> What is required: Copy each of the following records word for word, leaving every character unchanged.

> Provided data:
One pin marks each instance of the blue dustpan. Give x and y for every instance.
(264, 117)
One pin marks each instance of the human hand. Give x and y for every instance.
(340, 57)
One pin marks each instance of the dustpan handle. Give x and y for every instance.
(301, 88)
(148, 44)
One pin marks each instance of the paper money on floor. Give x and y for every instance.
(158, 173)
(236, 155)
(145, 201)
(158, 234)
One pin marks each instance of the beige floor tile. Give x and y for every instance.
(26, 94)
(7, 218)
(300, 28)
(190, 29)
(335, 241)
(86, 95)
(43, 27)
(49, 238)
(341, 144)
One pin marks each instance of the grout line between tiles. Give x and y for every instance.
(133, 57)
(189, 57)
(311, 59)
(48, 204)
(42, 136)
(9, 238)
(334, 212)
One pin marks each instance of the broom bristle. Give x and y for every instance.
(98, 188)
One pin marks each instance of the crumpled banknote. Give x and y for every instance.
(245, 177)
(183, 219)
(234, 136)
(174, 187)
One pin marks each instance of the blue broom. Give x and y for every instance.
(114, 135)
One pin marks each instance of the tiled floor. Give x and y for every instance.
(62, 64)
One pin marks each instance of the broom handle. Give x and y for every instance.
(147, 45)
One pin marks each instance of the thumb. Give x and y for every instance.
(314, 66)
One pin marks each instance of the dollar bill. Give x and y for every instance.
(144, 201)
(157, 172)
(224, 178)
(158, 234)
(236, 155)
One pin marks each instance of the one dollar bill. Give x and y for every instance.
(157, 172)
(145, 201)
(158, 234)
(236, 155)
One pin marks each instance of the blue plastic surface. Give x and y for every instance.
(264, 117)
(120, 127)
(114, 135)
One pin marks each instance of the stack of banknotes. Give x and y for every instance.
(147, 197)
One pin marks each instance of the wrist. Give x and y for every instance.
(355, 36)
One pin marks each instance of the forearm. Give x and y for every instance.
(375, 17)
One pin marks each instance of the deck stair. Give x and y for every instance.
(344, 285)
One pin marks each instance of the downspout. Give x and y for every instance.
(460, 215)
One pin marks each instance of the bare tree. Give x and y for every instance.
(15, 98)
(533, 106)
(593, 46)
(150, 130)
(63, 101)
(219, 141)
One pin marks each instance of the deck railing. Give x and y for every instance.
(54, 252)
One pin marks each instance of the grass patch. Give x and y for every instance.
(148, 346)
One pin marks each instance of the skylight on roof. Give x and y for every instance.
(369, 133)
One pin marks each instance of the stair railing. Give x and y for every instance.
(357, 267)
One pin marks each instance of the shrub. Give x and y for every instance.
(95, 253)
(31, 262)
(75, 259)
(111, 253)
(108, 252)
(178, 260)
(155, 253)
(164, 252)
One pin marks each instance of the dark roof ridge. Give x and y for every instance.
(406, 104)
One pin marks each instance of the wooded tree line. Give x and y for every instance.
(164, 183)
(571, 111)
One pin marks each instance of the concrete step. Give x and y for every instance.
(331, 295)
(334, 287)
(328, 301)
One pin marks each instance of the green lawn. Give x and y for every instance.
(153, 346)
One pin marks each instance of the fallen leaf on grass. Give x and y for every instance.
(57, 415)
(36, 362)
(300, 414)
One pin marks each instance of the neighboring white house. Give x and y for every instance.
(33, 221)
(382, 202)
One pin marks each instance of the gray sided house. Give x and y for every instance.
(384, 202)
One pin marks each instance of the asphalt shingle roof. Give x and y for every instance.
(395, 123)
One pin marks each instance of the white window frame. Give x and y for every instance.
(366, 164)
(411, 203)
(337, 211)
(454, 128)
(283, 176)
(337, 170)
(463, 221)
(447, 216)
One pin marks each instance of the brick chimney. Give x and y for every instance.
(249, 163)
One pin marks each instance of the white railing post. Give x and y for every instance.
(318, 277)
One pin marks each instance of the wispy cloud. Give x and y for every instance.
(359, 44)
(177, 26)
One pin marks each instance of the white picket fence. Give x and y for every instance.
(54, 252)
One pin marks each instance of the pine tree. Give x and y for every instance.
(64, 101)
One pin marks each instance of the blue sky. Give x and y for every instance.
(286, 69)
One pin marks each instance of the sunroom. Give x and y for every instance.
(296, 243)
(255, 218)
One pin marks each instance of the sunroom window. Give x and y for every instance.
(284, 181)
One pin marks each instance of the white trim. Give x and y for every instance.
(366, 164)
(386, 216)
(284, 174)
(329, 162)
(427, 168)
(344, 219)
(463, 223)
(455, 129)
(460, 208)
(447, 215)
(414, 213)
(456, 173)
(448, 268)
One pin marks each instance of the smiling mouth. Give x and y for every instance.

> Exercise output:
One pin marks each instance of the blue dustpan. Give x and y for every instance.
(264, 117)
One pin marks each instance of the human hand. Give x and y for every instance.
(340, 57)
One pin marks each instance of the dustpan handle. Give x and y for every instance.
(301, 88)
(148, 44)
One pin marks each instance of the paper money on floor. Give x and y for every instance.
(158, 173)
(236, 155)
(145, 201)
(158, 234)
One pin marks each instance of the beige floor tile. Give x and y for every instance.
(26, 94)
(7, 218)
(300, 28)
(190, 29)
(335, 241)
(86, 95)
(43, 27)
(49, 238)
(341, 144)
One pin marks each instance of the grout line between tiles. Give x and y for every instance.
(133, 57)
(189, 57)
(311, 59)
(48, 204)
(42, 136)
(9, 238)
(334, 212)
One pin marks each instance of the broom bristle. Give x and y for every instance.
(98, 188)
One pin marks each instance of the crumpled banknote. Give x and y for every instance.
(245, 177)
(183, 219)
(234, 136)
(174, 187)
One pin marks each instance of the blue broom. Give x and y for every instance.
(114, 135)
One pin marks each instance of the tiled floor. Give x and y for every instance.
(62, 64)
One pin marks each instance of the broom handle. Give x and y for every instance.
(147, 45)
One pin marks each instance of the thumb. Give x and y for every instance.
(314, 66)
One pin marks each instance of the dollar bill. Give x and y for every instance.
(144, 201)
(157, 172)
(224, 178)
(158, 234)
(236, 155)
One pin marks each instance of the one dollar bill. Give x and y for every instance.
(157, 172)
(145, 201)
(158, 234)
(236, 155)
One pin marks each instance of the blue plastic surface. Give x and y for every instance.
(264, 117)
(120, 127)
(114, 135)
One pin marks each instance of the stack of banknotes. Give x and y for every instance.
(147, 197)
One pin marks each instance of the wrist. Give x and y for every instance.
(355, 36)
One pin marks each instance of the forearm. Give x and y for every instance.
(375, 17)
One pin marks each instance of the deck stair. Give x and y for every instance.
(344, 285)
One pin marks each instance of the downspout. Give x and y for every instance.
(460, 215)
One pin marks each instance of the bare tree. Give x and y for every instance.
(15, 98)
(533, 106)
(593, 46)
(150, 130)
(63, 101)
(219, 141)
One pin marks each instance of the deck railing. Give x and y for every instance.
(54, 252)
One pin marks each instance of the grass patch. Give x and y for every instance.
(148, 346)
One pin marks each instance of the skylight on roof. Give x and y for every instance.
(369, 133)
One pin marks each instance of the stair railing. Give x and y for every instance.
(357, 267)
One pin marks each instance of the shrub. Give x and y for every instance.
(95, 253)
(31, 262)
(75, 259)
(111, 253)
(108, 252)
(178, 260)
(155, 253)
(164, 252)
One pin marks each instance of the dark roof ridge. Give x and y for every instance.
(406, 104)
One pin marks each instance of the wooded tree line. Give x and y for every instance.
(164, 183)
(571, 111)
One pin marks each instance of the concrete step. Give x and y for every instance.
(331, 295)
(334, 287)
(328, 301)
One pin marks each instance of the green lawn. Give x and y for every instance.
(153, 346)
One pin marks each instance of the fallen leaf on grass. Give x and y for every instance.
(57, 415)
(36, 362)
(300, 414)
One pin marks each instance of the neighboring white house. Give x and y for every instance.
(33, 221)
(382, 202)
One pin marks each instance of the gray sided house. Give x and y for every instance.
(384, 202)
One pin marks each instance of the asphalt shingle roof. Give x and y for every instance.
(395, 123)
One pin marks each instance of the white window frame. Give x and y for every instance.
(366, 164)
(411, 203)
(337, 211)
(454, 128)
(283, 176)
(337, 170)
(463, 221)
(447, 216)
One pin marks each instance of the brick chimney. Give x and y for every instance.
(249, 163)
One pin marks each instance of the white railing post. Give x and y for every instance.
(318, 277)
One pin marks each instance of the wispy cloud. Give x and y for every instance.
(359, 44)
(177, 26)
One pin marks each instance of the white picket fence. Give x and y for every instance.
(54, 252)
One pin marks each instance of the pine tree. Give x and y for every instance.
(64, 101)
One pin marks each instance of the blue sky. Give x and y for every instance.
(286, 69)
One pin marks each instance of the sunroom. Give x and y for every instance.
(296, 243)
(255, 218)
One pin marks each instance of the sunroom window. Give x and y for every instance.
(284, 181)
One pin marks each instance of the white trim. Give x and y for every instance.
(366, 164)
(386, 216)
(284, 174)
(329, 162)
(427, 168)
(344, 219)
(463, 223)
(455, 129)
(460, 208)
(447, 215)
(414, 213)
(456, 173)
(448, 268)
One pin marks each instance of the smiling mouth. Give x and y for every instance.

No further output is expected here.